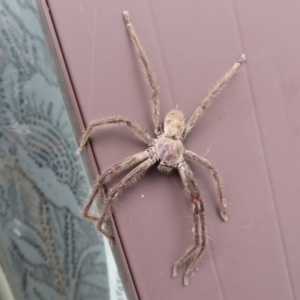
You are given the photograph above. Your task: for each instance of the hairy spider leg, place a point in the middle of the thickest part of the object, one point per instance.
(140, 133)
(211, 95)
(201, 160)
(193, 253)
(123, 165)
(149, 74)
(128, 180)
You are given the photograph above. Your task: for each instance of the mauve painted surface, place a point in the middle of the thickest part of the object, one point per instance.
(251, 133)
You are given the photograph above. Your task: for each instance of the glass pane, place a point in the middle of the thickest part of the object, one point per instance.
(47, 251)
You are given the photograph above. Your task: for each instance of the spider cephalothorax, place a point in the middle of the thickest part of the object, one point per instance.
(168, 152)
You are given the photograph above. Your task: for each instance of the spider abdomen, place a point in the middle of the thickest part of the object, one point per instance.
(170, 153)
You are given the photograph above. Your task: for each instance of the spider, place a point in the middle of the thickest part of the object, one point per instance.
(168, 153)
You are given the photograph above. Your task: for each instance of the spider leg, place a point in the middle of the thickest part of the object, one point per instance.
(149, 73)
(211, 94)
(194, 253)
(128, 180)
(141, 134)
(104, 178)
(222, 203)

-*-

- **What the task requires**: Can you write out all of the material above again, replacing "thickest part" with "widest part" wherever it occurs and leaving everything else unchanged? Leave the pictures out.

- **Exercise solution**:
You are given the photograph above. Your task: for each instance of the hairy spider leg, place a point in the middle of the widest part of the object, one point per instance.
(140, 133)
(211, 95)
(201, 160)
(193, 253)
(123, 165)
(149, 74)
(128, 180)
You are given the photograph above. Your task: for each instance of the mauve painted surface, place a point in the middle of the widest part of the object, one point per instance.
(251, 133)
You are given the photograph above. Your task: for each instance of the glass pane, place a point in the middle of the widest part of the object, one point per instance.
(47, 251)
You are given the photograph above. Your task: for each instance of the spider cephalothorax, place a point in the middle of the widest part of the object, one point per instance.
(168, 152)
You are given the photograph above. Your task: for each instance of the spider abdomen, place a point in the middle of the widest part of the object, one point per instance.
(170, 153)
You are given the photograph above. Your task: for each instance of the spider, place a point in the middle of the widest part of the object, one point per instance.
(168, 153)
You are given the photograph above. Your task: for each instance of the spider leg, place a point in the middle of the widest part of the object, one point per instance.
(149, 73)
(211, 94)
(194, 253)
(128, 180)
(141, 134)
(104, 178)
(222, 203)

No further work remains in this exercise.